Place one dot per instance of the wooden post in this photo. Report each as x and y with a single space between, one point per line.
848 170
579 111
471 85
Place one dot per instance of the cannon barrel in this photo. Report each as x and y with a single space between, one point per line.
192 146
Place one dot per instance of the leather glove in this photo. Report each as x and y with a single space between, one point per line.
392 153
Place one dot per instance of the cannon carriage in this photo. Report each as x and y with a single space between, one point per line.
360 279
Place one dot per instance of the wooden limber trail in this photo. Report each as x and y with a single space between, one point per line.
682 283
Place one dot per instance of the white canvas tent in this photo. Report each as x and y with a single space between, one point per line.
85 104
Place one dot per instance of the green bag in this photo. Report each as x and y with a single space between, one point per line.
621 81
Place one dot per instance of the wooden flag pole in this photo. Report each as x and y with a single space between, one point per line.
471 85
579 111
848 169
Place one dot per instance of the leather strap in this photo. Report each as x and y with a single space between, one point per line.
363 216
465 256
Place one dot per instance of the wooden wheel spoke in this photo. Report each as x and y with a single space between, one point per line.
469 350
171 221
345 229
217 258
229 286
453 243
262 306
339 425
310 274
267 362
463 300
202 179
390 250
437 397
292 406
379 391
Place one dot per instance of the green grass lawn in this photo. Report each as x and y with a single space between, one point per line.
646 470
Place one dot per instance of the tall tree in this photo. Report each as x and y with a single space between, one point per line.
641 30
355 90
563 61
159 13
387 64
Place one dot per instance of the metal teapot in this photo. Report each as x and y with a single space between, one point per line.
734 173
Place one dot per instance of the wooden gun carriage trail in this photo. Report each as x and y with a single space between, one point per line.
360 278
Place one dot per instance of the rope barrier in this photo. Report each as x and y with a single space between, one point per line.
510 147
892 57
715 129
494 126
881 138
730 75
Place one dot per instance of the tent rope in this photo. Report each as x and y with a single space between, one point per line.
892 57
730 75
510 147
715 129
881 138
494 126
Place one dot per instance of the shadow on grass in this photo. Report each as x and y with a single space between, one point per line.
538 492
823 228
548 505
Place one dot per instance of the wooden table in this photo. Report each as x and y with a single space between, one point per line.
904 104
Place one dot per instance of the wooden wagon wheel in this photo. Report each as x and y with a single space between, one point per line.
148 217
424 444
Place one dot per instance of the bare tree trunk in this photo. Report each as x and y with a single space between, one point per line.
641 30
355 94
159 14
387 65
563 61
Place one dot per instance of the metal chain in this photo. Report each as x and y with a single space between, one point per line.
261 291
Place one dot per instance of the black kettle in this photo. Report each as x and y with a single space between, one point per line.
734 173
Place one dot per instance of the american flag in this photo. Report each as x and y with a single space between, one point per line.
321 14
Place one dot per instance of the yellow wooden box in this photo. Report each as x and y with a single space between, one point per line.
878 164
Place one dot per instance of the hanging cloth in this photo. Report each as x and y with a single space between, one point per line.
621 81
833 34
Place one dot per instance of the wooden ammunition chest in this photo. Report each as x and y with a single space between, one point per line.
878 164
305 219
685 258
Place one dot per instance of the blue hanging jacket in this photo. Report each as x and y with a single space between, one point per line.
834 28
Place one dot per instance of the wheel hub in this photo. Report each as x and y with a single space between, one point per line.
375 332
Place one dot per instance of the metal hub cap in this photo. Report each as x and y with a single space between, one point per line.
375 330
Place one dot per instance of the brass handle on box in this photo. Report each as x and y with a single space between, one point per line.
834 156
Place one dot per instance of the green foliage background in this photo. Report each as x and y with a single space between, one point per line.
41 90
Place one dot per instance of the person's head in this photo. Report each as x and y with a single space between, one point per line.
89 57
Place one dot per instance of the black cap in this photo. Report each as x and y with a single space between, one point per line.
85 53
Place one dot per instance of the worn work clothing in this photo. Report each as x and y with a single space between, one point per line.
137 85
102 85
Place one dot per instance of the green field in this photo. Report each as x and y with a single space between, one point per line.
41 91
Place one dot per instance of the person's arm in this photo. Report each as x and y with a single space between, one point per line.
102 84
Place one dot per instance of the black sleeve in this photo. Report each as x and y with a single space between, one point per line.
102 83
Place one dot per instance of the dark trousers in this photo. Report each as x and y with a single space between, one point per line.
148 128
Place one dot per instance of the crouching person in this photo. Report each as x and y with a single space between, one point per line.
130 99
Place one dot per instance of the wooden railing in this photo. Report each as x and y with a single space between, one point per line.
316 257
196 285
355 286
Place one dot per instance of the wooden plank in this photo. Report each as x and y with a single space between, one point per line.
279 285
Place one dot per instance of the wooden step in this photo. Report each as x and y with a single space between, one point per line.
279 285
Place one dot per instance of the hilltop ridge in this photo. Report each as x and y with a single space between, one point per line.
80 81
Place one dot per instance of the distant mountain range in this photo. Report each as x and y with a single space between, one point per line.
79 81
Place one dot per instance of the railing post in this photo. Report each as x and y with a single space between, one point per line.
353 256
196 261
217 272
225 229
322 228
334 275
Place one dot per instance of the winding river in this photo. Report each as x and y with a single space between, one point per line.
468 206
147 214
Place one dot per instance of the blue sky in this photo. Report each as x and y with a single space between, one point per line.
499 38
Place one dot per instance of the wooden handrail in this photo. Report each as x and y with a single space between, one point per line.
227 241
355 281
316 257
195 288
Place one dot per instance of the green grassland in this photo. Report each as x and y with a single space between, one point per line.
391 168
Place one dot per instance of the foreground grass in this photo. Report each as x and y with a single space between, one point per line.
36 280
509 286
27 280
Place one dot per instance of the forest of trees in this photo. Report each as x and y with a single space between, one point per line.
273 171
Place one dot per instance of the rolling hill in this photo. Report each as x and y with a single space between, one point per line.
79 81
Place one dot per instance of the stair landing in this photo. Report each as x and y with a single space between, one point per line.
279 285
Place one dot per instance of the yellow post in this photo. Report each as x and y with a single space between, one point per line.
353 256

■ **Task directions**: Swap "dot" for "marker" everywhere in the rows above, and reproduce every row with nothing else changed.

■ **Task answer**:
Place one marker per instance of the wooden post in this photo. Report each as x and y with a single space between, one point per line.
848 170
579 111
471 85
Place one marker per instance of the cannon barrel in this photo. Report each as x and y with a single space between, one point per line.
192 146
Place one marker per instance of the leather glove in this photo. Report each as x and y with a single space between, one point per line.
392 153
Place one marker per instance of the cannon carriage in this photo. Report each as x and y with a single space between, one point per line.
360 279
Place one marker per instance of the wooden limber trail in this photo. Report each as x and y with a single space between, one point per line.
682 283
Place one marker per instance of the white canvas tent in this photo. Report each as x and y with a single space between, one point per line.
85 104
Place one marker per instance of the green bag in this photo. Report each as x and y with a single space between, one point per line.
621 81
Place one marker per instance of the wooden flag pole in this photo. Report each as x and y with a single space between, one point per line.
471 85
579 111
848 169
Place one marker per instance of the leather strap in this photo. Report each as x and y with a single space between, one point per line.
363 216
465 256
Place one marker per instance of the wooden wheel spoke in this photo. Report each as x and y with a single space between, one point per line.
469 350
171 221
345 229
217 258
229 286
453 243
262 306
339 425
310 274
267 362
463 300
202 179
390 250
437 397
292 406
379 391
Place one marker per instance of the green grass lawn in this photo. Report each as x and y with a single space between, one point per line.
646 470
Place one marker per instance of the tall tree in this photo. Report each as x and y with a single space between, one point per line.
641 30
355 90
563 61
159 13
387 64
Place one marker per instance of the metal teapot in this photo. Report each as x and y with a single space between, one point per line.
734 173
Place one marker per instance of the wooden gun carriage trail in this photo. Report each as x and y with a single space between, one point per line.
360 278
Place one marker per instance of the rope barrier in this photo. Report each as x and y with a single space between, one point per line.
510 147
892 57
715 129
494 126
881 138
730 75
Place one marker per instance of the tent rope in this photo. Report each as x and y with a single space between, one point per line.
892 57
730 75
510 147
715 129
881 138
494 126
Place one marker per instance of the shadow on grass in this photo. Report each as x and y with a single space between, one point per line.
538 492
823 228
548 505
Place one marker per instance of the wooden table in this photo. Report each as x and y with a single space between, one point per line.
904 104
Place one marker per instance of the wooden wagon wheel in this photo. Report each as x and y with a single space between, one point per line.
148 217
424 444
Place one marker per instance of the bare tree trunk in this photo. Report each as x and y with a single space between, one point per line.
641 30
355 94
159 14
387 65
563 61
Place one marker per instance of the metal chain in this photo. Report each as x and y with a single space between, one point per line.
261 291
Place one marker per instance of the black kettle in this photo. Report each as x and y with a single space between, one point per line.
734 173
Place one marker per instance of the american flag in this photo. Report each as x and y with a single space between, one point per line.
321 14
Place one marker per instance of the yellow wooden box in this photo. Report each as x and y with a single space between, one point per line.
878 164
Place one marker per instance of the hanging cloth in this photo. Report each as x and y with a single space between, one point per line.
621 81
833 34
Place one marker per instance of the wooden ammunition chest in this photo. Report each as x and y with a single space between, one point per line.
878 164
305 219
685 258
Place one marker per instance of the blue hanging jacket in this photo. Report each as x and y with a single space between, one point per line.
834 28
Place one marker per instance of the wheel hub in this photo. Report each as x and y with a single space between, one point per line.
375 332
Place one marker per instance of the metal hub cap in this photo. Report each as x and y with a single space between, one point per line.
375 330
Place one marker per instance of the brass handle on box in this photo. Report each as x and y with a single space between, one point per line.
834 156
Place one marker per instance of the green foliage background in this photo. Report each as x and y with a single space between, one point per line.
41 90
Place one marker per instance of the person's head in this photo. Report each as x and y with a single space between, one point per line.
89 57
Place one marker per instance of the black cap in this photo. Report each as x and y with a single space between, one point per line.
85 53
Place one marker per instance of the worn work clothing in this photo. Report each as x and y with a single space between, one point per line.
137 85
102 85
Place one marker per instance of the green field in this photo. Report each as x and y with a single space between, one point per line.
41 91
Place one marker per instance of the person's arm in this photo. Report each as x and y with a single space between, one point per line.
102 84
Place one marker per instance of the black sleeve in this photo. Report each as x and y with a single space between, one point per line.
102 83
Place one marker per instance of the dark trousers in this photo. Report each as x and y with a single space between, one point per line.
148 128
Place one marker per instance of the crouching person in this photo. Report each as x and y with a single space between, one point per line.
130 99
Place one marker per instance of the wooden railing in this photo. Report each as x and y with a single space between, one point per line.
316 257
196 285
355 286
Place one marker per instance of the wooden plank in this photo. Report each as x and y with a single space between, one point per line.
279 285
Place one marker per instance of the wooden step in this photo. Report each as x and y with a single space between, one point per line.
279 285
Place one marker per instance of the hilltop ridge in this photo. Report each as x and y with a single space between, one point per line.
80 81
Place one marker per instance of the distant mountain range in this photo. Report each as x and y with a single space between, one point per line.
79 81
Place one marker per instance of the railing post in this photo. Report each as x and y with a single space between, one point per line.
353 256
196 261
217 272
225 229
322 228
334 275
Place one marker per instance of the winding river in this photo. Report each as x and y with a single space between, one point per line.
468 206
147 214
Place one marker per instance of the blue sky in this photo. Report each as x and y with a single space between, one point per line.
499 38
Place one marker per instance of the wooden handrail in this photo. Report each as x and y with a single space between, one point per line.
227 241
355 281
316 257
195 288
Place one marker per instance of the green grassland in this photo. Report each as x and y with a single space between, one point per line.
391 168
Place one marker per instance of the foreground grass in this photo. Report each as x and y with a single space between, one point per line.
36 280
509 286
27 280
Place one marker per instance of the forest of trees in this photo. Report each as x and y with a single space between, one point per line.
273 171
Place one marker per instance of the rolling hill in this photo. Report each as x and y with a single space between, one point per line.
79 81
Place one marker per instance of the stair landing in this photo. Report each as x and y with a single space between, one point per line.
279 285
Place one marker per instance of the yellow post in this photo. Report each as x and y with a single space between, one point per line.
353 256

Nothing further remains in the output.